● **SET OF TASKS**
[A] In the post headed "No Access to Care," retype the part that opens with the words containing "Yesterday I had" and closes with "claim to cover.".
[B] In the post headed "No Access to Care," how many of the roughly 40 providers called were primary care physicians accepting new patients?

● **PASSAGE SHOWN**
No Access to Care
So this is totally off topic for what I’m usually writing but I just needed to express the immense frustration, anger, and helplessness I’ve been made to feel this week regarding health care. My husband has a very good job, with expensive and supposedly very good benefits, including health and dental. We pay a significant amount of money every month in insurance premiums, and expected that because of that we would be able to get the medical and dental care that we need (and that we were getting under my university insurance in Iowa).
Yesterday I had an appointment to see a specialist about chronic pain, stemming from a repetitive stress injury that I’ve had and been dealing with for years. I went through the proper channels, found a new primary care last month, made an appointment, met with them, got the referral. Only to find after the appointment that my insurance, Blue Cross of MA, won’t allow me to see that particular provider, though that provider does take my insurance. What? So I spent an hour on the phone with the insurance company, which didn’t exactly help clarify things, and left me anticipating a large bill and a lengthy appeal process if I choose to try to get them to cover my routine, preventative care that they claim to cover.
They never mentioned the referral was invalid because of this. Oh, but it is. The day of the appointment I called to make sure they had the referral in the system (because without it I’m charged $250 + 20% of the service, and with it it’s fully covered, according to their website). They did not. Not only that, because my primary care physician wasn’t one the insurance company recognized, I didn’t have a primary care physician to make the referral. I spent two and a half hours calling every primary care physician listed on the insurance company’s website in my area, a 25 mile radius from where I live. Out of the 40 or so providers, many of the numbers were out of service (the providers having moved years ago, according to other health websites), another handful were not in fact primary care physicians and said they’d been trying to get themselves off that list for years, and the majority were not in fact accepting new patients (though the list indicated they were). Of the 40 only 2 were primary care physicians accepting new patients, and neither of them had appointments available until May. And neither would make a referral without a visit first.

● **EXCERPTED RECORDS**
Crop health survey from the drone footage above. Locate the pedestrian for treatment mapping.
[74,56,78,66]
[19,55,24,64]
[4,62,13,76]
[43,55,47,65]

● **SOLUTIONS TO THE PROBLEMS**
[A]
Yesterday I had an appointment to see a specialist about chronic pain, stemming from a repetitive stress injury that I’ve had and been dealing with for years. I went through the proper channels, found a new primary care last month, made an appointment, met with them, got the referral. Only to find after the appointment that my insurance, Blue Cross of MA, won’t allow me to see that particular provider, though that provider does take my insurance. What? So I spent an hour on the phone with the insurance company, which didn’t exactly help clarify things, and left me anticipating a large bill and a lengthy appeal process if I choose to try to get them to cover my routine, preventative care that they claim to cover.

[B] Two.